◆ **Short task**: Rewrite each line of the material below as a JSON list of strings, one string per line, leaving out blank lines.
⁂
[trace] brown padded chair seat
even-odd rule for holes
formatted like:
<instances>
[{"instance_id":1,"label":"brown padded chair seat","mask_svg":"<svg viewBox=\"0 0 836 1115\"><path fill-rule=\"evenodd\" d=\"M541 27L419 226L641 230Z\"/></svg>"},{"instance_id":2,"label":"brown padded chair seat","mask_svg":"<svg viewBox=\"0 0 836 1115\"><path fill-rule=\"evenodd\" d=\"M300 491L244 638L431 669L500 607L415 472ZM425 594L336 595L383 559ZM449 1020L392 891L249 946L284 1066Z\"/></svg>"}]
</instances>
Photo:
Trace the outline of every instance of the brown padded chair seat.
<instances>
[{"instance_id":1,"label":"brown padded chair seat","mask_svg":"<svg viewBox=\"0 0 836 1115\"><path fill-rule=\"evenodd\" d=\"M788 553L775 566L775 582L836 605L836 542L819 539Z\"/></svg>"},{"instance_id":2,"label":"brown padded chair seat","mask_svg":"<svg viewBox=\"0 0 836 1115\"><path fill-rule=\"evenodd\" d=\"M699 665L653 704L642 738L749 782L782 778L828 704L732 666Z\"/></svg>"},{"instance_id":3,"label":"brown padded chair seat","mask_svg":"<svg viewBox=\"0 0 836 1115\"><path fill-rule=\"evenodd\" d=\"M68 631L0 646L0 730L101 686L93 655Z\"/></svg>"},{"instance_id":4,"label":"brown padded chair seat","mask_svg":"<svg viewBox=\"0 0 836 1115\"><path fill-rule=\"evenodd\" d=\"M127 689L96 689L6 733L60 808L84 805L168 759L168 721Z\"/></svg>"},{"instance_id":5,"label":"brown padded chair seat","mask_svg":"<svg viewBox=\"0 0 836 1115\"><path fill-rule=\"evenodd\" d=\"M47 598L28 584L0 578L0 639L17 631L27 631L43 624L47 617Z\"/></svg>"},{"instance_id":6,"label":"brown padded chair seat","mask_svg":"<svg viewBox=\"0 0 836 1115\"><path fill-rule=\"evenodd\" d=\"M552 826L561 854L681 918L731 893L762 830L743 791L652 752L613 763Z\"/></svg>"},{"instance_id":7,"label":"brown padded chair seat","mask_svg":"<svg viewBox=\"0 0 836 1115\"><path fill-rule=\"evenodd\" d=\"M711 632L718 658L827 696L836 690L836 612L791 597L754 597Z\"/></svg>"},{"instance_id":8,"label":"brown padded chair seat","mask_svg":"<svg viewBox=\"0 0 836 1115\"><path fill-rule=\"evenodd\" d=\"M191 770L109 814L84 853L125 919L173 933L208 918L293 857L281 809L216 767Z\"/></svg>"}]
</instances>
⁂
◆ **Answer in full**:
[
  "[trace] brown padded chair seat",
  "even-odd rule for holes",
  "formatted like:",
  "<instances>",
  "[{\"instance_id\":1,\"label\":\"brown padded chair seat\",\"mask_svg\":\"<svg viewBox=\\\"0 0 836 1115\\\"><path fill-rule=\\\"evenodd\\\" d=\\\"M541 27L419 226L641 230Z\\\"/></svg>\"},{\"instance_id\":2,\"label\":\"brown padded chair seat\",\"mask_svg\":\"<svg viewBox=\\\"0 0 836 1115\\\"><path fill-rule=\\\"evenodd\\\" d=\\\"M300 491L244 638L431 669L500 607L415 472ZM425 594L336 595L383 559ZM449 1020L392 891L249 946L284 1066Z\\\"/></svg>\"}]",
  "</instances>",
  "Photo:",
  "Trace the outline of every instance of the brown padded chair seat.",
  "<instances>",
  "[{\"instance_id\":1,\"label\":\"brown padded chair seat\",\"mask_svg\":\"<svg viewBox=\\\"0 0 836 1115\\\"><path fill-rule=\\\"evenodd\\\" d=\\\"M788 553L775 566L775 582L836 605L836 542L819 539Z\\\"/></svg>\"},{\"instance_id\":2,\"label\":\"brown padded chair seat\",\"mask_svg\":\"<svg viewBox=\\\"0 0 836 1115\\\"><path fill-rule=\\\"evenodd\\\" d=\\\"M699 665L653 704L642 738L749 782L782 778L828 704L732 666Z\\\"/></svg>\"},{\"instance_id\":3,\"label\":\"brown padded chair seat\",\"mask_svg\":\"<svg viewBox=\\\"0 0 836 1115\\\"><path fill-rule=\\\"evenodd\\\" d=\\\"M68 631L0 646L0 730L101 686L93 655Z\\\"/></svg>\"},{\"instance_id\":4,\"label\":\"brown padded chair seat\",\"mask_svg\":\"<svg viewBox=\\\"0 0 836 1115\\\"><path fill-rule=\\\"evenodd\\\" d=\\\"M127 689L96 689L6 733L60 808L84 805L168 759L168 721Z\\\"/></svg>\"},{\"instance_id\":5,\"label\":\"brown padded chair seat\",\"mask_svg\":\"<svg viewBox=\\\"0 0 836 1115\\\"><path fill-rule=\\\"evenodd\\\" d=\\\"M47 598L28 584L0 578L0 639L17 631L27 631L43 624L47 617Z\\\"/></svg>\"},{\"instance_id\":6,\"label\":\"brown padded chair seat\",\"mask_svg\":\"<svg viewBox=\\\"0 0 836 1115\\\"><path fill-rule=\\\"evenodd\\\" d=\\\"M552 826L561 854L681 918L731 893L762 830L743 791L652 752L613 763Z\\\"/></svg>\"},{\"instance_id\":7,\"label\":\"brown padded chair seat\",\"mask_svg\":\"<svg viewBox=\\\"0 0 836 1115\\\"><path fill-rule=\\\"evenodd\\\" d=\\\"M711 632L718 658L827 696L836 690L836 612L791 597L754 597Z\\\"/></svg>\"},{\"instance_id\":8,\"label\":\"brown padded chair seat\",\"mask_svg\":\"<svg viewBox=\\\"0 0 836 1115\\\"><path fill-rule=\\\"evenodd\\\" d=\\\"M191 770L109 814L84 853L125 919L173 933L208 918L293 857L281 809L216 767Z\\\"/></svg>\"}]",
  "</instances>"
]